_WHAT YOU NEED TO DO_. Convert the lines of the records below, from the line containing "The component shall return one point per instance of the grassy" through the end of the records, into a JSON list of strings with one string per line. Leave out blank lines.

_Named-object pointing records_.
--- BEGIN ---
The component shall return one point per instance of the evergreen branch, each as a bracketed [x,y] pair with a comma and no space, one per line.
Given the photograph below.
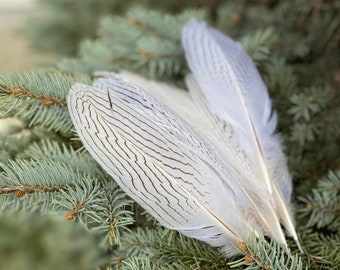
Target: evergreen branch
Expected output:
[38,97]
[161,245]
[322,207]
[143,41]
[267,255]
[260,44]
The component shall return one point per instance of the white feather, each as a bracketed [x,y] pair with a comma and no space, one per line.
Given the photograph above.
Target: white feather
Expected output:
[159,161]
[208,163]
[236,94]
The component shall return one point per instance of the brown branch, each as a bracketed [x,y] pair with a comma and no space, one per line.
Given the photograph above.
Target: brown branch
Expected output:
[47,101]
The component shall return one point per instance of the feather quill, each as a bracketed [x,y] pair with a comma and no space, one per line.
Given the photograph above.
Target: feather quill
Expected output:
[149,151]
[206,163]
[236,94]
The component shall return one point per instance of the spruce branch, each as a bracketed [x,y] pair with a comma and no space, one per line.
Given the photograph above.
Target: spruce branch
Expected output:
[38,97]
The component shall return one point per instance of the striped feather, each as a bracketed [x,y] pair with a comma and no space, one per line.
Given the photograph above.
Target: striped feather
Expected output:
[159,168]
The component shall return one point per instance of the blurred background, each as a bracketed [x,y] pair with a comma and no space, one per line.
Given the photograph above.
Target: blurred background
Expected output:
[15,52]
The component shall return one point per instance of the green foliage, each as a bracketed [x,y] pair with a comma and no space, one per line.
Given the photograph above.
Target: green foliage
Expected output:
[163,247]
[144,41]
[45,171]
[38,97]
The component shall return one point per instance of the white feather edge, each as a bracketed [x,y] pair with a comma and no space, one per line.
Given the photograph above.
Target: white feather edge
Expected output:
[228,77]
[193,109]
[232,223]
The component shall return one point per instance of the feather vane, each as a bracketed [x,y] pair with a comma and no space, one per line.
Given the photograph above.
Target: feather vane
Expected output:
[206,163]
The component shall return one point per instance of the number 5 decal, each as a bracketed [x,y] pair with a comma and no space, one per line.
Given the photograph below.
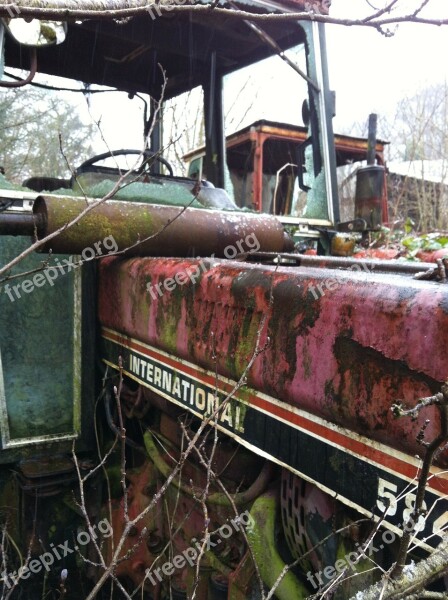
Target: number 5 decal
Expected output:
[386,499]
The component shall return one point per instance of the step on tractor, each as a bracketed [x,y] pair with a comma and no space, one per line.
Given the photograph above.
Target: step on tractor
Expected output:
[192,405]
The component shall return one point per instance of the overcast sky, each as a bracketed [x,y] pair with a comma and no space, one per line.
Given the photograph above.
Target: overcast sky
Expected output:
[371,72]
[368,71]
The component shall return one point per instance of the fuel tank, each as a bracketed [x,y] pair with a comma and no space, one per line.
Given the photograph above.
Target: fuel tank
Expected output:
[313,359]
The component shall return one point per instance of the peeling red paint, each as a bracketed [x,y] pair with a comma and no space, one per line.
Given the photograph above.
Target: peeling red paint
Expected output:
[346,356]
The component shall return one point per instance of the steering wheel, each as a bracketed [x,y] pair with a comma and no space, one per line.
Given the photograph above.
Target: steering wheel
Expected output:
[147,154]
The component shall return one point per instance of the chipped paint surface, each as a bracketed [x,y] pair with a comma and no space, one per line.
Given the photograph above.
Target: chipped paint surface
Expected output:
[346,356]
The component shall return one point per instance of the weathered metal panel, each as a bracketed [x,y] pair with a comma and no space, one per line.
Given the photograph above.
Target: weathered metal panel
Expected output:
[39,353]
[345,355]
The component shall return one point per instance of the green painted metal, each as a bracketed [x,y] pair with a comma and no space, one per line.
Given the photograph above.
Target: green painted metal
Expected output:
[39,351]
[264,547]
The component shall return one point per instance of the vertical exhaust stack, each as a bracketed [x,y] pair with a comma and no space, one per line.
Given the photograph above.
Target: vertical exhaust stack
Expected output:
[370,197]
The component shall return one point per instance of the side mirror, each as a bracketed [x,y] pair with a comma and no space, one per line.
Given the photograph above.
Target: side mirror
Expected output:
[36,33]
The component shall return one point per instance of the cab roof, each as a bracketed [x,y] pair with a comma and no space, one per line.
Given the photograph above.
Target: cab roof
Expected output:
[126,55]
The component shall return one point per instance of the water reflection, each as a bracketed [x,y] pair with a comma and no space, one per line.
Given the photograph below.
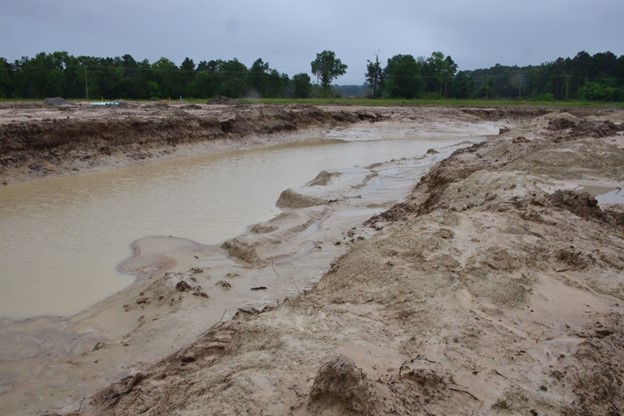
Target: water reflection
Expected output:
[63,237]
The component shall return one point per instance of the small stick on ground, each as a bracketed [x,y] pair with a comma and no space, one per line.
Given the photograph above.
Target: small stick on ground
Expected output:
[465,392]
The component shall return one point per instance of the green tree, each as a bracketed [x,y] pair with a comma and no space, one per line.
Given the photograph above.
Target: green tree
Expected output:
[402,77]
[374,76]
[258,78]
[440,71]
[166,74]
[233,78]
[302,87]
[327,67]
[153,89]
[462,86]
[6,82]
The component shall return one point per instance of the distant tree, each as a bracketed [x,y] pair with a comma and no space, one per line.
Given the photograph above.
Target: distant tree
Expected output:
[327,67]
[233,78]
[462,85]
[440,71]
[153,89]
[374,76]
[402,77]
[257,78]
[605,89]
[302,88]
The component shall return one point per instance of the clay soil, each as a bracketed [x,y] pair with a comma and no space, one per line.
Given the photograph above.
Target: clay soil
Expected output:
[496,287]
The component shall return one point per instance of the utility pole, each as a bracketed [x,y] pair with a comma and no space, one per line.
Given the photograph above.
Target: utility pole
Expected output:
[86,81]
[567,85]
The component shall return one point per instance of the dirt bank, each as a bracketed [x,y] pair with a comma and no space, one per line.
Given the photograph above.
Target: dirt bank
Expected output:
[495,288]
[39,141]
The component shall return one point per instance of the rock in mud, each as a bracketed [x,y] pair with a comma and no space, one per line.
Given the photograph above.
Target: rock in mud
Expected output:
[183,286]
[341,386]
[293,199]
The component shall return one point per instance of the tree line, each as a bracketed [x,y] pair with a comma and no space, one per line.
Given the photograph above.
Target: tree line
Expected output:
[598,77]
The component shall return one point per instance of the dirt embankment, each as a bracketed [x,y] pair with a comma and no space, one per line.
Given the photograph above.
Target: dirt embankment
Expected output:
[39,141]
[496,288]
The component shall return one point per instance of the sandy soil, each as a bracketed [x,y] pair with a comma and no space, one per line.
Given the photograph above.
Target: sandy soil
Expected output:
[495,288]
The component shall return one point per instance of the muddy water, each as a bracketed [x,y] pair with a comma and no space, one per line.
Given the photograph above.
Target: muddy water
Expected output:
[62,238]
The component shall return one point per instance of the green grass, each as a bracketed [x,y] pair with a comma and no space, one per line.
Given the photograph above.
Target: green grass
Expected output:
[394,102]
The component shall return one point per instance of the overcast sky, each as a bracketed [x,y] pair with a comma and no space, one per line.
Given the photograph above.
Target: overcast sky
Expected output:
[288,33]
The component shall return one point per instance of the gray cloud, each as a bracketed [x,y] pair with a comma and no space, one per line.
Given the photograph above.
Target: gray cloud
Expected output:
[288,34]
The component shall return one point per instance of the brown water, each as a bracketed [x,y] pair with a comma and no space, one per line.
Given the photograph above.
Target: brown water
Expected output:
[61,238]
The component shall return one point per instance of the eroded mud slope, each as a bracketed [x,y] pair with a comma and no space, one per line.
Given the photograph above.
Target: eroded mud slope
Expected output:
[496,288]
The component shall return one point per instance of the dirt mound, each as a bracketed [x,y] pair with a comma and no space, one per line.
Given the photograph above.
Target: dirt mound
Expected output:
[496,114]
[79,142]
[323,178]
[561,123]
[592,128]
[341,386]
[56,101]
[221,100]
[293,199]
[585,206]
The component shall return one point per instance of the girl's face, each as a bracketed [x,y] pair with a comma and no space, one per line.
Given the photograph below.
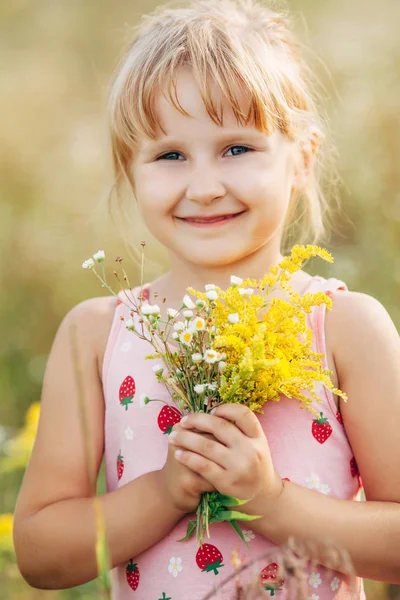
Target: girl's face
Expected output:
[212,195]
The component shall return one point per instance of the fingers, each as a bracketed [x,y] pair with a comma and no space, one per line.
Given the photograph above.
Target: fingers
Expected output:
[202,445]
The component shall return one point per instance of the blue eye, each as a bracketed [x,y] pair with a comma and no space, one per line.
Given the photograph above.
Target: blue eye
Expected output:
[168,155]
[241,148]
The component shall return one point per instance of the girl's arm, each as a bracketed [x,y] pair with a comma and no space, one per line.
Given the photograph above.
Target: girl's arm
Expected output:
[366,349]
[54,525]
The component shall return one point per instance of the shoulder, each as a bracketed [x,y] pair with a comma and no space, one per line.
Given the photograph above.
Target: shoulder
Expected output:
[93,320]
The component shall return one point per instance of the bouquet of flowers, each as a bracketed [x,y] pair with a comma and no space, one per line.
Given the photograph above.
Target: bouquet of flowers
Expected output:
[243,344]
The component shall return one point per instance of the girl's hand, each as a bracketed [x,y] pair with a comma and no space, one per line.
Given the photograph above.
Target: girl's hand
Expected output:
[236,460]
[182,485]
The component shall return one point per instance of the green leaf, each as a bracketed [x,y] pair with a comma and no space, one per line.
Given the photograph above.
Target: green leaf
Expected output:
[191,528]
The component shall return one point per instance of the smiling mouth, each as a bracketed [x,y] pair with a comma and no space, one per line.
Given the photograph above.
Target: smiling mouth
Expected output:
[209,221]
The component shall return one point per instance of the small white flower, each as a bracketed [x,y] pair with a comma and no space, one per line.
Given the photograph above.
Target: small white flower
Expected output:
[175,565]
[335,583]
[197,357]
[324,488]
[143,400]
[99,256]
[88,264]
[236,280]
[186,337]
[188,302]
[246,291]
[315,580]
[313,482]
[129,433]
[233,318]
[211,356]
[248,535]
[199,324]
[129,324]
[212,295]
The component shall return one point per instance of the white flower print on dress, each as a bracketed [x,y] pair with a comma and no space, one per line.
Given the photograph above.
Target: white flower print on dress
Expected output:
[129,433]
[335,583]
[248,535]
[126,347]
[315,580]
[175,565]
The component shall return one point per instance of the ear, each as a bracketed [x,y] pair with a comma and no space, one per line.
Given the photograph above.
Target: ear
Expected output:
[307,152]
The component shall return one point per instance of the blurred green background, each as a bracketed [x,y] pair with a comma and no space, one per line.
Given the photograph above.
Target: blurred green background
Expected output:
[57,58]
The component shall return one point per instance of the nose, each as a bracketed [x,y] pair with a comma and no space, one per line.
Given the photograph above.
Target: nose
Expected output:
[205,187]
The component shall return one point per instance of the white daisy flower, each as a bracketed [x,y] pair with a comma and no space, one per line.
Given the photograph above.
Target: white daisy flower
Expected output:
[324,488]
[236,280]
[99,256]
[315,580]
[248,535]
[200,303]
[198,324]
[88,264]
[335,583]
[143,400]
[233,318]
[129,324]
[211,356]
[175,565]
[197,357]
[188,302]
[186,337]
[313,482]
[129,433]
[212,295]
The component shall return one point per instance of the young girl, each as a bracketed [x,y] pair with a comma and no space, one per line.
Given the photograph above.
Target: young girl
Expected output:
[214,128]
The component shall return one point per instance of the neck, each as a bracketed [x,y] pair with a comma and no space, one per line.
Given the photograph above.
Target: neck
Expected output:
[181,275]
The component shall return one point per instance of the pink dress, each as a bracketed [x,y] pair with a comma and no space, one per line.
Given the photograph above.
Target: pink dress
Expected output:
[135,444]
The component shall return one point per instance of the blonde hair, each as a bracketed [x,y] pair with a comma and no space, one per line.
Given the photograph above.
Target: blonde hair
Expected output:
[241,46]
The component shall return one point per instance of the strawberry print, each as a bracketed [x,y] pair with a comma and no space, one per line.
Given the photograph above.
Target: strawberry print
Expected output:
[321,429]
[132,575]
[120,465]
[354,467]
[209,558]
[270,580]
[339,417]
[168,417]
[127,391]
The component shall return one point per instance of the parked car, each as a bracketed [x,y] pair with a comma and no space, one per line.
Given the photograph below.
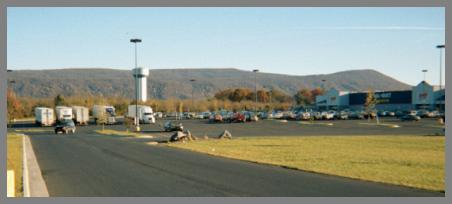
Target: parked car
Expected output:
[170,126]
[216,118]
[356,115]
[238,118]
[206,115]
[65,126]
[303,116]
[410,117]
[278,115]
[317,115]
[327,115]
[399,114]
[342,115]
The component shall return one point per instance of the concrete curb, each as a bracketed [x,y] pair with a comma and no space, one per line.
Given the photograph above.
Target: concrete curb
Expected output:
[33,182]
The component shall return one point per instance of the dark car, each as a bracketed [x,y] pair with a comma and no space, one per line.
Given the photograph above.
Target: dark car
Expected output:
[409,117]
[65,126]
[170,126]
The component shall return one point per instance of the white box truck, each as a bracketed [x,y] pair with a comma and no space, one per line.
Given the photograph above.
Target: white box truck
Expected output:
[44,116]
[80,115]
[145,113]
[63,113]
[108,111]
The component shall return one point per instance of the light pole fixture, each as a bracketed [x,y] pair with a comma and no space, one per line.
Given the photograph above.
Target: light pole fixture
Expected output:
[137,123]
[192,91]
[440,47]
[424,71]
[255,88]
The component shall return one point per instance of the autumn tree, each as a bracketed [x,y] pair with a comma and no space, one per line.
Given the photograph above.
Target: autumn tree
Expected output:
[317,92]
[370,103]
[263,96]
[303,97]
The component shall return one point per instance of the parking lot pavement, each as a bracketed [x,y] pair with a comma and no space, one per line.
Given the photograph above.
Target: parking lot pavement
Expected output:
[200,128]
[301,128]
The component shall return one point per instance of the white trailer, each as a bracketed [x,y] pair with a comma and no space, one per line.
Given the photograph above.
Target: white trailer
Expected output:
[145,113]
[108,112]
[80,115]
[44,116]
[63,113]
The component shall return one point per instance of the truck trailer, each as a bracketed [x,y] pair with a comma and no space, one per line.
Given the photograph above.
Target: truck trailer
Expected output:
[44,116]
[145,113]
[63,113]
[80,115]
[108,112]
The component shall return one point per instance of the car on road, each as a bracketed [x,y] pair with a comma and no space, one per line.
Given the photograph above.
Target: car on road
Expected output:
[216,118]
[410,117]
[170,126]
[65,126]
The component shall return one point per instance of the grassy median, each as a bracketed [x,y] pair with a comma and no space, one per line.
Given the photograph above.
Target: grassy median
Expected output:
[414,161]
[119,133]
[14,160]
--- END ---
_ANSWER TO THE TASK_.
[
  "The component shall return one point per instance of the grassy median, each as a bracketed [x,y] pair with a comma and no space, one per line.",
  "Given the photograph above.",
  "Target: grassy median",
  "Expected output:",
  "[414,161]",
  "[119,133]",
  "[14,160]"
]